WHAT IS EXPECTED »
For every entry below, give an exact repeat and leave out the pictures.

[Point-per-instance localization data]

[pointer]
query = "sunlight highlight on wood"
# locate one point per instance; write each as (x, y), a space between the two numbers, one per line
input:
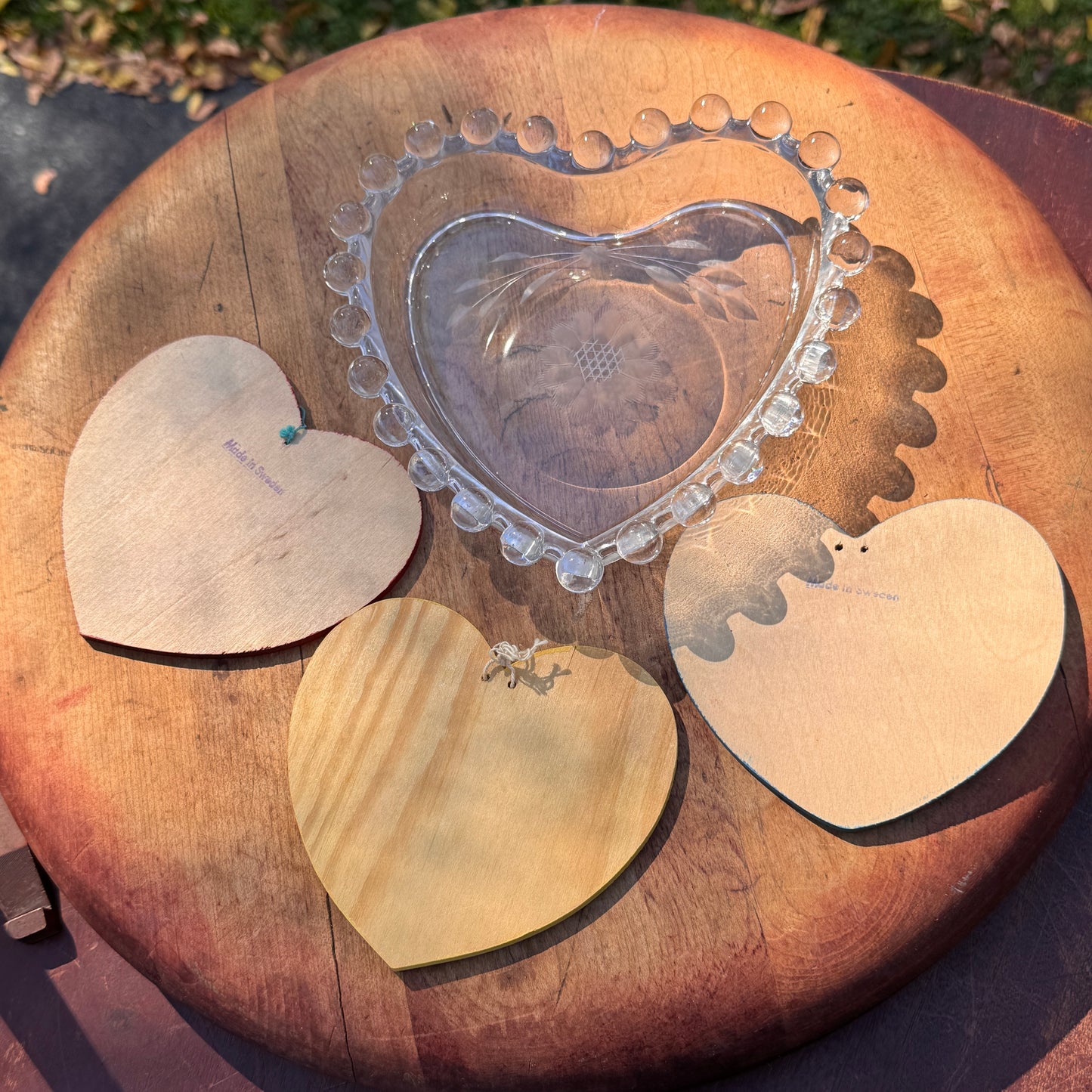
(448, 816)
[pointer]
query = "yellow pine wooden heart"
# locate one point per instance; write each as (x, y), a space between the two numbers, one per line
(448, 816)
(864, 677)
(191, 527)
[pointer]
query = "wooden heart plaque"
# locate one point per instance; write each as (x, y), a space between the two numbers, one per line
(447, 816)
(191, 527)
(864, 677)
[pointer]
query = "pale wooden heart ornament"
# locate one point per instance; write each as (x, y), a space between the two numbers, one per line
(190, 525)
(448, 816)
(864, 677)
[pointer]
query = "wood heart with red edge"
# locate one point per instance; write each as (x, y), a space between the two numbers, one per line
(864, 677)
(447, 815)
(200, 519)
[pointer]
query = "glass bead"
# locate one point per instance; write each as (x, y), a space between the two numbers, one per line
(522, 543)
(367, 376)
(424, 140)
(710, 114)
(480, 127)
(342, 271)
(350, 218)
(537, 135)
(650, 128)
(593, 150)
(849, 196)
(428, 470)
(694, 503)
(379, 174)
(392, 424)
(839, 308)
(348, 324)
(579, 571)
(816, 362)
(639, 542)
(471, 510)
(819, 151)
(782, 415)
(741, 463)
(851, 252)
(770, 120)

TASK OUTPUT »
[pointer]
query = "sunlight highlight on wood"
# locate one point per instance; write each as (x, y), a space between the two numbers, one per line
input:
(448, 816)
[pointer]
query = "yellow pine wooden heart"
# locate one point per instance; write each as (x, y), a space between the two numbers, one per line
(448, 816)
(864, 677)
(191, 527)
[pointer]
query = "wooden heart plaque"
# locate one point per instance; write each as (x, y), a space between the two numbers, one per line
(447, 816)
(191, 527)
(864, 677)
[pointer]
query = "pale wooden heart ornament"
# locate one point per instance; write each as (x, y), a space between the two numbers, one per line
(190, 525)
(448, 816)
(864, 677)
[pointer]
query = "wood heart with red edge"
# locate one point per instance; write each as (x, y), a space between the two numbers, one per line
(864, 677)
(447, 815)
(200, 519)
[pointer]
query = "glass bead"
# locate one point per instance; write each as (x, y), a space between the two numbers, one per line
(522, 543)
(367, 376)
(424, 140)
(710, 114)
(480, 127)
(342, 271)
(350, 218)
(537, 135)
(650, 128)
(593, 150)
(849, 196)
(428, 470)
(694, 503)
(379, 174)
(392, 424)
(839, 308)
(348, 324)
(579, 571)
(816, 362)
(639, 542)
(471, 510)
(819, 151)
(782, 415)
(741, 463)
(851, 252)
(770, 120)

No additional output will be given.